__Task to carry out__. Each line below that holds the string "distant" counts once; report the total and nothing else.

(Image point grounding data)
· · · ·

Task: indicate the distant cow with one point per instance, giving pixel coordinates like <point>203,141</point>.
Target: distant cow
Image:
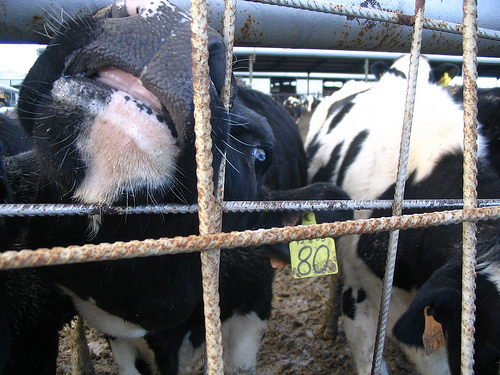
<point>311,102</point>
<point>109,106</point>
<point>294,107</point>
<point>354,142</point>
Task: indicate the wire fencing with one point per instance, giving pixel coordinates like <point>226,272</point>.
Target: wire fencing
<point>210,204</point>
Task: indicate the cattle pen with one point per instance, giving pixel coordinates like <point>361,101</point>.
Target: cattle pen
<point>210,205</point>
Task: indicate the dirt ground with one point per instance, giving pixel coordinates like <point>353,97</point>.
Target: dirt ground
<point>295,342</point>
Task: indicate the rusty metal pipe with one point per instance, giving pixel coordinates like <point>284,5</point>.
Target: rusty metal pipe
<point>262,25</point>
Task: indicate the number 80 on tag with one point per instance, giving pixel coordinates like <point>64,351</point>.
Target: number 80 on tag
<point>315,257</point>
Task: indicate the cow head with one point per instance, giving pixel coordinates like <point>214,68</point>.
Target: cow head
<point>109,105</point>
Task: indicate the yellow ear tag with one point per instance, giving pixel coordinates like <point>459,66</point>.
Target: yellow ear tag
<point>316,257</point>
<point>433,337</point>
<point>445,80</point>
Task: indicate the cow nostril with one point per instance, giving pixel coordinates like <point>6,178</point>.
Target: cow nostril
<point>126,8</point>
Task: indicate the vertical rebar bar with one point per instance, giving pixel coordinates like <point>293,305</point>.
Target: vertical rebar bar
<point>400,186</point>
<point>229,21</point>
<point>210,260</point>
<point>470,184</point>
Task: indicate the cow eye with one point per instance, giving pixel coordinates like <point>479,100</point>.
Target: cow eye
<point>262,159</point>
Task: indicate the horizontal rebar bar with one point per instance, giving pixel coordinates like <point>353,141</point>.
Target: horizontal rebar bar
<point>16,210</point>
<point>163,246</point>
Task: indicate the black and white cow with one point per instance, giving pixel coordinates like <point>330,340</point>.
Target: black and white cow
<point>31,310</point>
<point>109,108</point>
<point>354,142</point>
<point>443,293</point>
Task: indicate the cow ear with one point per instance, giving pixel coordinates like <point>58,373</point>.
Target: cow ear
<point>444,306</point>
<point>444,73</point>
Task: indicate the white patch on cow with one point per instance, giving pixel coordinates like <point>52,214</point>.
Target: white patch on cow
<point>190,358</point>
<point>492,272</point>
<point>437,130</point>
<point>241,337</point>
<point>155,7</point>
<point>361,331</point>
<point>435,364</point>
<point>126,351</point>
<point>125,149</point>
<point>319,116</point>
<point>111,325</point>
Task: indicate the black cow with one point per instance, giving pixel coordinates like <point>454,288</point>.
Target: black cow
<point>443,293</point>
<point>109,108</point>
<point>31,309</point>
<point>355,143</point>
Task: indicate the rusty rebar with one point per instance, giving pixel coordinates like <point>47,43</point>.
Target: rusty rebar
<point>404,153</point>
<point>20,210</point>
<point>378,15</point>
<point>470,185</point>
<point>210,260</point>
<point>177,245</point>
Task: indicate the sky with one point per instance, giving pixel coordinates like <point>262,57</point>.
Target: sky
<point>18,57</point>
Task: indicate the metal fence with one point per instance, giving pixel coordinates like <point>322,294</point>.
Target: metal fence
<point>210,203</point>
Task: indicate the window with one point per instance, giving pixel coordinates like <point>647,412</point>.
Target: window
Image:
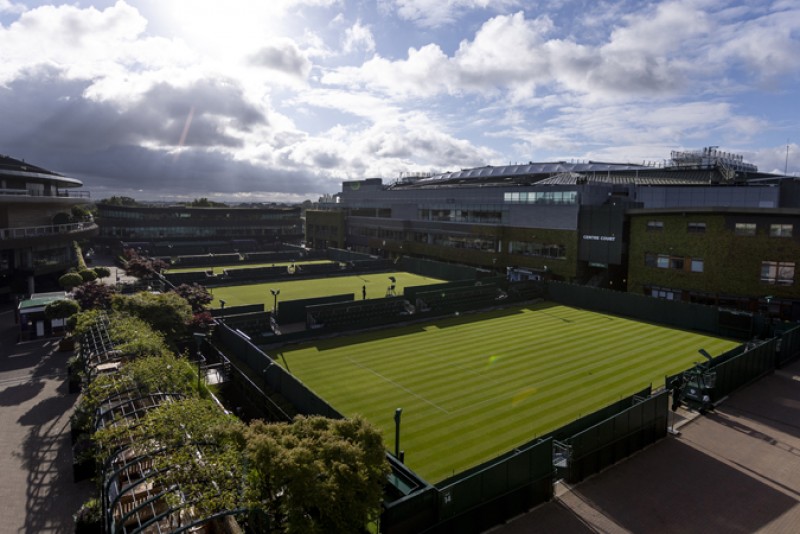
<point>745,229</point>
<point>780,230</point>
<point>664,294</point>
<point>777,272</point>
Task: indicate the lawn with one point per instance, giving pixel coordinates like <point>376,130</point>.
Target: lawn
<point>476,386</point>
<point>376,284</point>
<point>219,268</point>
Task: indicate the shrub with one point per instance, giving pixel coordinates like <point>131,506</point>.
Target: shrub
<point>88,275</point>
<point>70,280</point>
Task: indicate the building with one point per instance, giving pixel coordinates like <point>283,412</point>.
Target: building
<point>37,226</point>
<point>588,223</point>
<point>178,229</point>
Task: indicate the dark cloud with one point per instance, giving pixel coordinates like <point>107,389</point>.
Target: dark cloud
<point>286,58</point>
<point>56,127</point>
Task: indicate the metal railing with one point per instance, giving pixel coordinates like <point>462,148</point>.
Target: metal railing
<point>42,231</point>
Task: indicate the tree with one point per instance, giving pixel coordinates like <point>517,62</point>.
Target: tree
<point>61,309</point>
<point>70,280</point>
<point>102,272</point>
<point>169,313</point>
<point>92,295</point>
<point>196,295</point>
<point>329,472</point>
<point>88,275</point>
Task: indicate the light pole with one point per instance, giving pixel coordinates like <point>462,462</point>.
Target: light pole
<point>275,293</point>
<point>198,339</point>
<point>397,413</point>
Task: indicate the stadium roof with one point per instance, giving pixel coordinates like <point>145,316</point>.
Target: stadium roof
<point>555,167</point>
<point>20,169</point>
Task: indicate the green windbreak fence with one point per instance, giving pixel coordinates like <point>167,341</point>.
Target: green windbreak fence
<point>274,376</point>
<point>498,490</point>
<point>683,315</point>
<point>789,347</point>
<point>744,364</point>
<point>615,438</point>
<point>437,269</point>
<point>743,368</point>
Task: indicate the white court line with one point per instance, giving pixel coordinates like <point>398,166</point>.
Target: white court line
<point>420,397</point>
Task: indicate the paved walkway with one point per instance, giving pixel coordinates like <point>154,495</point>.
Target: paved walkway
<point>735,470</point>
<point>37,494</point>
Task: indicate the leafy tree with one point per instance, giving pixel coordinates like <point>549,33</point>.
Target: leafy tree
<point>70,280</point>
<point>102,272</point>
<point>330,473</point>
<point>196,295</point>
<point>169,313</point>
<point>93,295</point>
<point>61,309</point>
<point>88,275</point>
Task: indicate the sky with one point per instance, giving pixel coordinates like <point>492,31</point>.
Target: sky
<point>282,100</point>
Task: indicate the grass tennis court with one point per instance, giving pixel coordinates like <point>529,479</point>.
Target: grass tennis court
<point>476,386</point>
<point>376,283</point>
<point>217,269</point>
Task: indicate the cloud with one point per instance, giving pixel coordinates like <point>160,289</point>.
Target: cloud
<point>283,56</point>
<point>358,37</point>
<point>436,13</point>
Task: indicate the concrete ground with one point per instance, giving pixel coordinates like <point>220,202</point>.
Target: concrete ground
<point>734,470</point>
<point>37,494</point>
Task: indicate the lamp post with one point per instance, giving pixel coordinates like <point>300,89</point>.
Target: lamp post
<point>198,339</point>
<point>275,293</point>
<point>397,413</point>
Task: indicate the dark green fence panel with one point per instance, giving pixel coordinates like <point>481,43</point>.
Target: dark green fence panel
<point>619,436</point>
<point>497,490</point>
<point>274,376</point>
<point>337,254</point>
<point>743,368</point>
<point>683,315</point>
<point>437,269</point>
<point>294,311</point>
<point>588,421</point>
<point>789,347</point>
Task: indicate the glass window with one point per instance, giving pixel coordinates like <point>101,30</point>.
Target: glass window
<point>777,272</point>
<point>745,229</point>
<point>781,230</point>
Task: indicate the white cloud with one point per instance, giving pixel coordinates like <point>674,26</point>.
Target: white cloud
<point>358,37</point>
<point>435,13</point>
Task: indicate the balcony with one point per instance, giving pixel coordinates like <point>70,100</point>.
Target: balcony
<point>26,236</point>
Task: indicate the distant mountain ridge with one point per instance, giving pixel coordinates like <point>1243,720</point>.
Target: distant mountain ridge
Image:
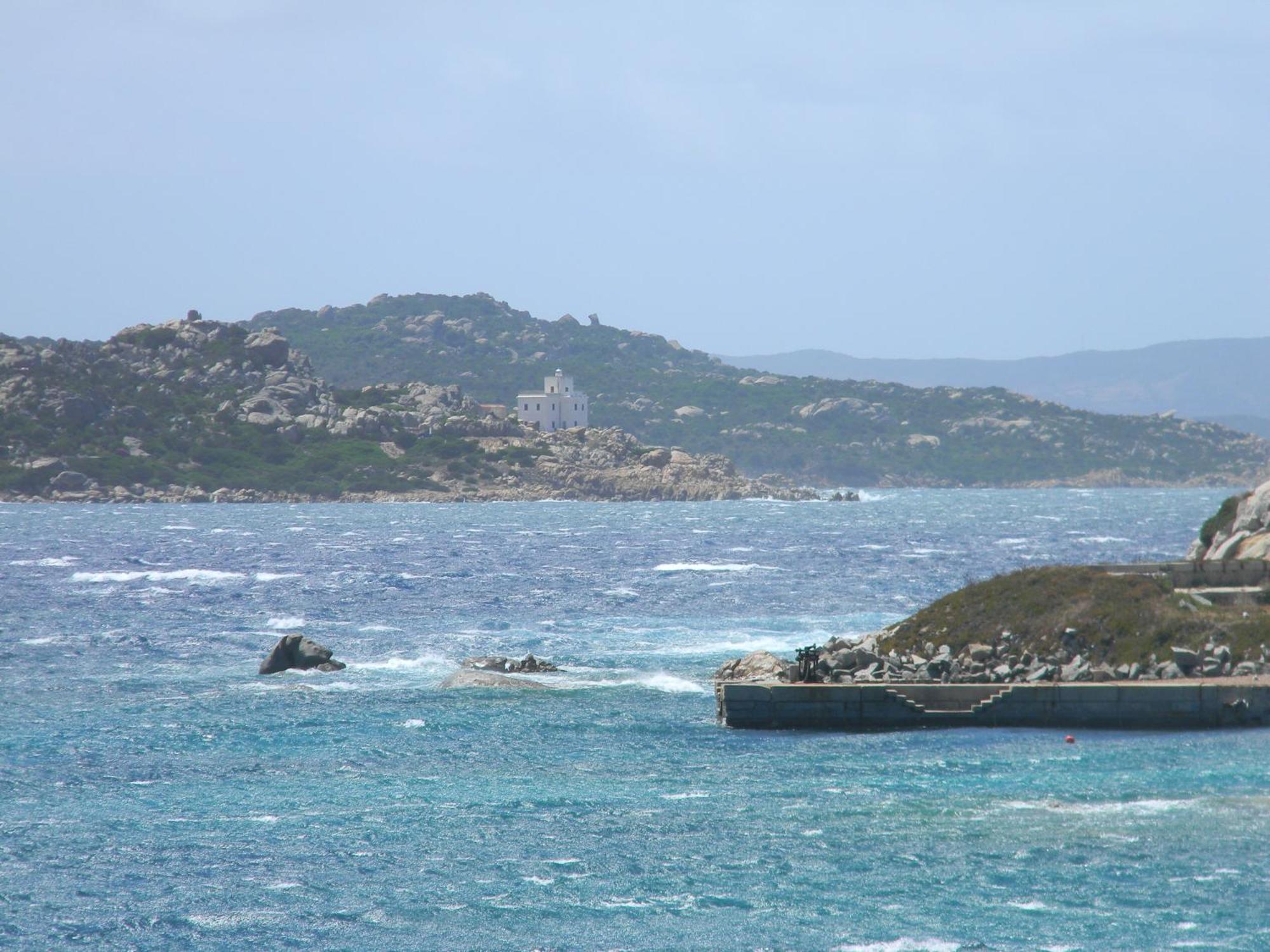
<point>1197,379</point>
<point>815,430</point>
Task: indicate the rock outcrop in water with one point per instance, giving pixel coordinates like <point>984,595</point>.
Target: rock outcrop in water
<point>509,666</point>
<point>469,678</point>
<point>1056,624</point>
<point>1239,530</point>
<point>300,653</point>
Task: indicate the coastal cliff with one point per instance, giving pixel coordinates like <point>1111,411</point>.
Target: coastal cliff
<point>1239,530</point>
<point>197,411</point>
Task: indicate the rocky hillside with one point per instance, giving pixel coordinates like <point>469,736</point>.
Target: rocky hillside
<point>199,411</point>
<point>1239,530</point>
<point>1056,624</point>
<point>813,430</point>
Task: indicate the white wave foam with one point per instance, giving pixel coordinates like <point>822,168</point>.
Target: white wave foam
<point>1144,808</point>
<point>744,647</point>
<point>711,568</point>
<point>177,576</point>
<point>660,681</point>
<point>671,685</point>
<point>403,664</point>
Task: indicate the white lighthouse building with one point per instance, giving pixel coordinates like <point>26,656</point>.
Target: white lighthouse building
<point>559,407</point>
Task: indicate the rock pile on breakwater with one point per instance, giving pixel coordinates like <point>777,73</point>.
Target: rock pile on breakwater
<point>840,662</point>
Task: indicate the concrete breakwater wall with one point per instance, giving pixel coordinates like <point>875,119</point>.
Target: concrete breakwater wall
<point>1123,705</point>
<point>1234,573</point>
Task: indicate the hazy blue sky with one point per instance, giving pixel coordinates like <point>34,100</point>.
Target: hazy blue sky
<point>899,180</point>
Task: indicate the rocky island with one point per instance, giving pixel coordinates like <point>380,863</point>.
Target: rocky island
<point>1033,634</point>
<point>197,411</point>
<point>816,431</point>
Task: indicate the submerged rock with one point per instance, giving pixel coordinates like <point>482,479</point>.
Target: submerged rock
<point>510,666</point>
<point>302,653</point>
<point>469,678</point>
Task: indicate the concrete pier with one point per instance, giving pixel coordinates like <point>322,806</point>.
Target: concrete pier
<point>1194,704</point>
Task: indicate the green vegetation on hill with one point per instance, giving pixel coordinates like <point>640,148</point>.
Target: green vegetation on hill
<point>1107,619</point>
<point>810,428</point>
<point>148,408</point>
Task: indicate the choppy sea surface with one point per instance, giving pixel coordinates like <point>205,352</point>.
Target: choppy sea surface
<point>156,793</point>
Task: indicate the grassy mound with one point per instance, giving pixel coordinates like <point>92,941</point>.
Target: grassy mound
<point>1107,619</point>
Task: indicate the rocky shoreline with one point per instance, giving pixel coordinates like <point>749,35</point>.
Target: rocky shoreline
<point>204,412</point>
<point>840,662</point>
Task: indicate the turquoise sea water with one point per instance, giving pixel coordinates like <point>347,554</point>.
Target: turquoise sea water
<point>157,794</point>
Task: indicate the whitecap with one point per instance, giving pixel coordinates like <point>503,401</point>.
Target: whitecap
<point>397,663</point>
<point>177,576</point>
<point>904,945</point>
<point>1145,808</point>
<point>670,684</point>
<point>711,568</point>
<point>232,921</point>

· · · ·

__Answer box__. 4